In the entries below, spot each line with the word "road" and copy it.

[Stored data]
++++++++++

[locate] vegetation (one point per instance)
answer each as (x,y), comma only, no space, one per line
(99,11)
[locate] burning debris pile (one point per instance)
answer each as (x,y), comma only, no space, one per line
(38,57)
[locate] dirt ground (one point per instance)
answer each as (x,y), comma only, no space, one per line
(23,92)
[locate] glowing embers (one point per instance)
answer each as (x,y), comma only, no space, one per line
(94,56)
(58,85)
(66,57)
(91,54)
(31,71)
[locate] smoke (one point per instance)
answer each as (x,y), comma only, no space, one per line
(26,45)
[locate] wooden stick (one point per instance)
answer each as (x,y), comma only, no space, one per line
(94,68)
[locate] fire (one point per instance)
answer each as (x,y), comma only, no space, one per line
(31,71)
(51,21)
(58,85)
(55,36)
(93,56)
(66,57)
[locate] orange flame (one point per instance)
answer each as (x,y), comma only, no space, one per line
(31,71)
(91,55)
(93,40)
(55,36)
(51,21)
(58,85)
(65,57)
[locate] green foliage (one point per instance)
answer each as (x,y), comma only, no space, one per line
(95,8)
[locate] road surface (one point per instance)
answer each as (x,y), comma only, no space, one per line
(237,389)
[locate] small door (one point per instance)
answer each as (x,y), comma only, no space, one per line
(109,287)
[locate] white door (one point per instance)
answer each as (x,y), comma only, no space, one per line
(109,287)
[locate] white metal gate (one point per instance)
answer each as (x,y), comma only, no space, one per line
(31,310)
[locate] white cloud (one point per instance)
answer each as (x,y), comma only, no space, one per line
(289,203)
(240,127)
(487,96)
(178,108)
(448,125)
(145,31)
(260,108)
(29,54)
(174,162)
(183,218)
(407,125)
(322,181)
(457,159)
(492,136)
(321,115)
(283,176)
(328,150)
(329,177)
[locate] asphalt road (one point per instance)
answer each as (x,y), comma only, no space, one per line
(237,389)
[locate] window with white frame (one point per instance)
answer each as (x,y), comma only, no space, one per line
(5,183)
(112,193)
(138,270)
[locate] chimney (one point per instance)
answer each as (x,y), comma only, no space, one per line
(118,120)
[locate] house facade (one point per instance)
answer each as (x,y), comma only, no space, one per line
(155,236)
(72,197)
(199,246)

++++++++++

Result for this task —
[locate] road surface (one point per instance)
[locate] asphalt road (one point per instance)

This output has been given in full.